◆ Page extract
/---
Avondale Estates, GA — Wild Heaven Beer has launched the first of two new beers which are collaborations with Bulleit Frontier Whiskey. Georgia Crown distributes both brands and helped foster the plan to use Bulleit’s whiskey barrels to age Wild Heaven beers.

95 Shilling Imperial Scotch Ale is aged in Bulleit’s 95 Rye Whiskey barrels.

“The rye being more peppery, being a little bit brighter spirit, I wanted something that would be more dark fruit and molasses,” said brewmaster Eric Johnson. “So the idea of a wee heavy Scotch ale, that would have all of those raisin, plum dark notes pairing with the bright spiciness, was what I thought would be a wonderful marriage between the two.”

The second beer is coming out in December, an Imperial Stout called 437 Miles South, aged in Bulleit’s bourbon barrels.
\---
◆ Information provided
/---
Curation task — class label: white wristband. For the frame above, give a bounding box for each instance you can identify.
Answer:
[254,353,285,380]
\---
◆ Work required
Write out the passage of the beer article that opens with the words containing "Avondale Estates, GA" and closes with "Rye Whiskey barrels.", swapping "launched" for "released". Work only from the beer article above.

◆ Output for this exercise
Avondale Estates, GA — Wild Heaven Beer has released the first of two new beers which are collaborations with Bulleit Frontier Whiskey. Georgia Crown distributes both brands and helped foster the plan to use Bulleit’s whiskey barrels to age Wild Heaven beers.

95 Shilling Imperial Scotch Ale is aged in Bulleit’s 95 Rye Whiskey barrels.